= EXERCISE REQUIREMENTS =
Reproduce the entries below in full, word for word.

-- start of RECORDS FOR THE TASK --

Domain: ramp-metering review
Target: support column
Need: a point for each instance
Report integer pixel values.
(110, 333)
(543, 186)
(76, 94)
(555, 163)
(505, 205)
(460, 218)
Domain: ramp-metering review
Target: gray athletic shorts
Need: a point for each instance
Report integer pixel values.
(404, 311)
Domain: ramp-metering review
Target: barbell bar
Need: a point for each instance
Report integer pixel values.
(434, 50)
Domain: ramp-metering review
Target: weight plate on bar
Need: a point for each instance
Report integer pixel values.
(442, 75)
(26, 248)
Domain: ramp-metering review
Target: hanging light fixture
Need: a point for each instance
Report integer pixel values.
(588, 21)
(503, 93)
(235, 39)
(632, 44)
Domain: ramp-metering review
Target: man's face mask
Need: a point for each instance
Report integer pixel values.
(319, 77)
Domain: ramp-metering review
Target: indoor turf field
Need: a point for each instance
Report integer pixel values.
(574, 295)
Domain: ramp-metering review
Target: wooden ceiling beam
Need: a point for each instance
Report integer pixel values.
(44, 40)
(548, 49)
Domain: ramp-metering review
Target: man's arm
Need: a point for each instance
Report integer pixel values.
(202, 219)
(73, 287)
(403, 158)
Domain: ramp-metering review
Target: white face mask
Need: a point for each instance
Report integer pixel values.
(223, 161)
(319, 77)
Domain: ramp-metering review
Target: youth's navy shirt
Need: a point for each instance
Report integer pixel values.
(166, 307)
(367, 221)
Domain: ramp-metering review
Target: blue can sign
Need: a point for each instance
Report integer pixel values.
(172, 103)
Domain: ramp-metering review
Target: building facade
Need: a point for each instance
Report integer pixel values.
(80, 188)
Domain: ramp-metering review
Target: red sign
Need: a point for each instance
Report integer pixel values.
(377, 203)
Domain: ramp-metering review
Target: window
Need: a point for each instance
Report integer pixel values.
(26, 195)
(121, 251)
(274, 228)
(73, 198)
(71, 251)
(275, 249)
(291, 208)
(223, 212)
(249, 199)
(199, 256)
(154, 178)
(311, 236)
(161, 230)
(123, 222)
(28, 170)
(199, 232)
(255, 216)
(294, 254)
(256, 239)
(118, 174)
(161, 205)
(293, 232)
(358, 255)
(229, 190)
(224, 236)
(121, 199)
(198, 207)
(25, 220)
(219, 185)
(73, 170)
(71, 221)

-- end of RECORDS FOR THE TASK --

= FINAL RESULT =
Domain: ramp-metering review
Target: support column
Need: a point for each instance
Report integer pixel values.
(110, 333)
(543, 186)
(76, 94)
(555, 163)
(505, 205)
(460, 218)
Domain: ramp-metering review
Target: gray athletic shorts
Need: a point for each instance
Report integer pixel values.
(404, 311)
Domain: ramp-metering review
Target: barbell bar
Need: a point for each instance
Report integer pixel values.
(434, 50)
Domain: ramp-metering review
Target: weight plate on bar
Need: a point for each instance
Report integer pixel values.
(442, 75)
(26, 248)
Domain: ramp-metering review
Target: hanging light fixture
Need: a point for each instance
Report integer pixel values.
(588, 21)
(503, 93)
(235, 39)
(632, 44)
Domain: ramp-metering review
Target: man's face mask
Need: a point for each instance
Report integer pixel values.
(319, 77)
Domain: ramp-metering review
Target: indoor turf field
Need: a point for each instance
Report integer pixel values.
(574, 295)
Domain: ramp-metering review
Target: wooden ceiling beam
Need: a point for each instance
Report integer pixel values.
(44, 40)
(548, 49)
Domain: ramp-metering review
Target: man's arm
Need: a point for each instance
Report integer pixel values.
(202, 219)
(73, 287)
(403, 158)
Domain: ramp-metering review
Target: white face mask
Need: a point for each instance
Report integer pixel values.
(223, 161)
(319, 77)
Domain: ramp-metering review
Target: youth's navy shirt
Need: a point for each instance
Report integer pixel values.
(166, 307)
(367, 221)
Domain: ramp-metering review
Target: blue can sign
Need: a point for each instance
Report integer pixel values.
(172, 103)
Domain: ramp-metering review
Target: building facade
Need: a point for each instance
Report integer pixel values.
(80, 188)
Domain: ramp-metering review
Target: red sign
Need: a point for each instance
Report integer pixel values.
(377, 203)
Domain: ramp-metering review
Target: window
Need: a point for each instance
Report integer pixel values.
(26, 195)
(121, 251)
(274, 228)
(73, 198)
(71, 251)
(275, 249)
(291, 208)
(223, 212)
(249, 199)
(199, 256)
(154, 178)
(311, 236)
(161, 230)
(123, 222)
(28, 170)
(199, 232)
(255, 216)
(294, 254)
(256, 239)
(118, 174)
(161, 205)
(293, 232)
(358, 255)
(229, 190)
(224, 236)
(121, 199)
(198, 207)
(25, 220)
(219, 185)
(73, 170)
(71, 221)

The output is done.